╭──
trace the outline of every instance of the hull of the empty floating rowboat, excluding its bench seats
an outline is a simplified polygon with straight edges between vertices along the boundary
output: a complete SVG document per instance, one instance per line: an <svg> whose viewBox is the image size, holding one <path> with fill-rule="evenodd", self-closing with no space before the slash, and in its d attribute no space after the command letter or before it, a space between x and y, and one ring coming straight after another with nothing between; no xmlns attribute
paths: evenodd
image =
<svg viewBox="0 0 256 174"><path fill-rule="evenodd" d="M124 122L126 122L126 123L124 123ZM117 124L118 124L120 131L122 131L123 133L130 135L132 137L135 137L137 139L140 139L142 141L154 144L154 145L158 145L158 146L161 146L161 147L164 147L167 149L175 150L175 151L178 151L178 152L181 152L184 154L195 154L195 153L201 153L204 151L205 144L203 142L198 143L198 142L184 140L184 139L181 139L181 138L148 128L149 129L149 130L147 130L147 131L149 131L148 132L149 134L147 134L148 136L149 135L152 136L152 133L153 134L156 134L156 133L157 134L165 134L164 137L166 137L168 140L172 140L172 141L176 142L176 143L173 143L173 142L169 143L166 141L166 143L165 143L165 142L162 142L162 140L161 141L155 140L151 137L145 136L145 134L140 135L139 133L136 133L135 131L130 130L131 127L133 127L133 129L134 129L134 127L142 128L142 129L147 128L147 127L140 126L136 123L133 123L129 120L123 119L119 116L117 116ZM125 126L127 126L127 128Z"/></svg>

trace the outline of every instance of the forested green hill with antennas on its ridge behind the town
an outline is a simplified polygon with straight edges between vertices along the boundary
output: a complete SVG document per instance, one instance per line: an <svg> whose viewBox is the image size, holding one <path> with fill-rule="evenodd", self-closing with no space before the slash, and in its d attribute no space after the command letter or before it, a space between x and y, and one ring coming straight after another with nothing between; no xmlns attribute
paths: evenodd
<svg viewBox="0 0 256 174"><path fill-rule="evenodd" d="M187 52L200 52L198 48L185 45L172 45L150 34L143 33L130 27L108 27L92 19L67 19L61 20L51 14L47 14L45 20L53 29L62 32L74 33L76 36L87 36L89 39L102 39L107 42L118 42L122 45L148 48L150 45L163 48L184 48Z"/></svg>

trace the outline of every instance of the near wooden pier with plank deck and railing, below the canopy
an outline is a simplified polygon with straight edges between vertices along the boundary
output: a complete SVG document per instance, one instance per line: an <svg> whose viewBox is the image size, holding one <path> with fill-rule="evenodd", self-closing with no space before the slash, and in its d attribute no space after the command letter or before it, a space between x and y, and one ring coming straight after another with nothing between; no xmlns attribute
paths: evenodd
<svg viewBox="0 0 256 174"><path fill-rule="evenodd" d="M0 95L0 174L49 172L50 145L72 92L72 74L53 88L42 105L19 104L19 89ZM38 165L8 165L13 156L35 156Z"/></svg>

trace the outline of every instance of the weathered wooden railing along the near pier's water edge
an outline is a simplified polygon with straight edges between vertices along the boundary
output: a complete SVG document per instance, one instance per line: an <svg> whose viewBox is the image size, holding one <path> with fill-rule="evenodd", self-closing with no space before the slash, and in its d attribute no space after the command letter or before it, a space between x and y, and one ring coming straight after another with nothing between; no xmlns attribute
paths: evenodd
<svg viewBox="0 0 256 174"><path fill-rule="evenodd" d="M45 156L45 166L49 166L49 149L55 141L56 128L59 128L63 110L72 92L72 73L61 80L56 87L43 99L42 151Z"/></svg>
╰──
• EXERCISE REQUIREMENTS:
An exact copy of every entry is required.

• OUTPUT OF THE EXERCISE:
trace the outline of every instance of the hull of the empty floating rowboat, excluding its bench seats
an outline is a simplified polygon with straight edges between vertices along the boundary
output: a complete SVG document per instance, one instance per line: an <svg> whose viewBox is the image size, holding one <path> with fill-rule="evenodd", self-closing with no space before the slash, and in its d attribute no space after the command letter or before it, a space between x and y, and one ring coming straight after another with nothing between; no xmlns attribute
paths: evenodd
image =
<svg viewBox="0 0 256 174"><path fill-rule="evenodd" d="M124 122L126 122L126 123L124 123ZM117 124L118 124L120 131L122 131L123 133L130 135L132 137L135 137L137 139L140 139L142 141L154 144L154 145L158 145L158 146L161 146L161 147L164 147L167 149L175 150L175 151L178 151L178 152L181 152L184 154L195 154L195 153L201 153L204 151L205 144L203 142L198 143L198 142L184 140L184 139L181 139L181 138L148 128L149 129L149 130L147 130L147 131L149 131L148 132L149 134L147 134L148 136L149 135L152 136L152 133L153 134L156 134L156 133L157 134L165 134L164 137L166 137L168 140L172 140L172 141L176 142L176 143L173 143L173 142L169 143L166 141L166 143L165 143L165 142L162 142L162 140L161 141L155 140L151 137L145 136L145 134L140 135L139 133L136 133L135 131L130 130L131 127L133 127L133 129L134 129L134 127L142 128L142 129L147 128L147 127L140 126L136 123L133 123L129 120L123 119L119 116L117 116ZM125 126L127 126L127 128Z"/></svg>

trace the outline of every instance of the forested green hill with antennas on its ridge behind the town
an outline is a simplified polygon with straight edges between vertices along the boundary
output: a complete SVG document per instance, one instance per line: an <svg> whose viewBox is the image size, holding one <path> with fill-rule="evenodd", self-closing with no space before the slash, and in its d attribute no space after the command letter or before it, a space between x and y, and one ring coming straight after another with nothing between; no xmlns attribute
paths: evenodd
<svg viewBox="0 0 256 174"><path fill-rule="evenodd" d="M187 52L200 52L198 48L185 45L172 45L150 34L143 33L130 27L108 27L92 19L67 19L61 20L51 14L47 14L45 20L53 29L62 32L74 33L76 36L87 36L89 39L102 39L107 42L118 42L122 45L148 48L150 45L163 48L184 48Z"/></svg>

trace the outline of every instance of the near wooden pier with plank deck and railing, below the canopy
an outline is a simplified polygon with straight edges between vertices along the boundary
output: a complete SVG document per instance, one instance per line: an <svg> whose viewBox is the image size, holding one <path> with fill-rule="evenodd", self-closing with no space before the slash, and in its d attribute no space after the command letter or before it, a space between x and y, and one ring coming straight after another with nothing between; no xmlns attribute
paths: evenodd
<svg viewBox="0 0 256 174"><path fill-rule="evenodd" d="M0 95L0 174L49 172L50 145L72 92L72 74L53 88L42 105L19 104L19 89ZM38 165L8 165L13 156L35 156Z"/></svg>

trace the outline of every instance of the weathered wooden railing along the near pier's water edge
an outline is a simplified polygon with straight edges between vertices along the boundary
output: a complete SVG document per instance, one instance per line: an <svg> whose viewBox is the image size, holding one <path> with fill-rule="evenodd", self-closing with no space before the slash, and in its d attribute no space after the command letter or before it, a space between x and y, and one ring coming straight after another with nothing between; no xmlns attribute
paths: evenodd
<svg viewBox="0 0 256 174"><path fill-rule="evenodd" d="M45 156L45 166L49 166L49 149L55 141L56 128L59 128L63 110L72 92L72 73L61 80L56 87L43 99L42 151Z"/></svg>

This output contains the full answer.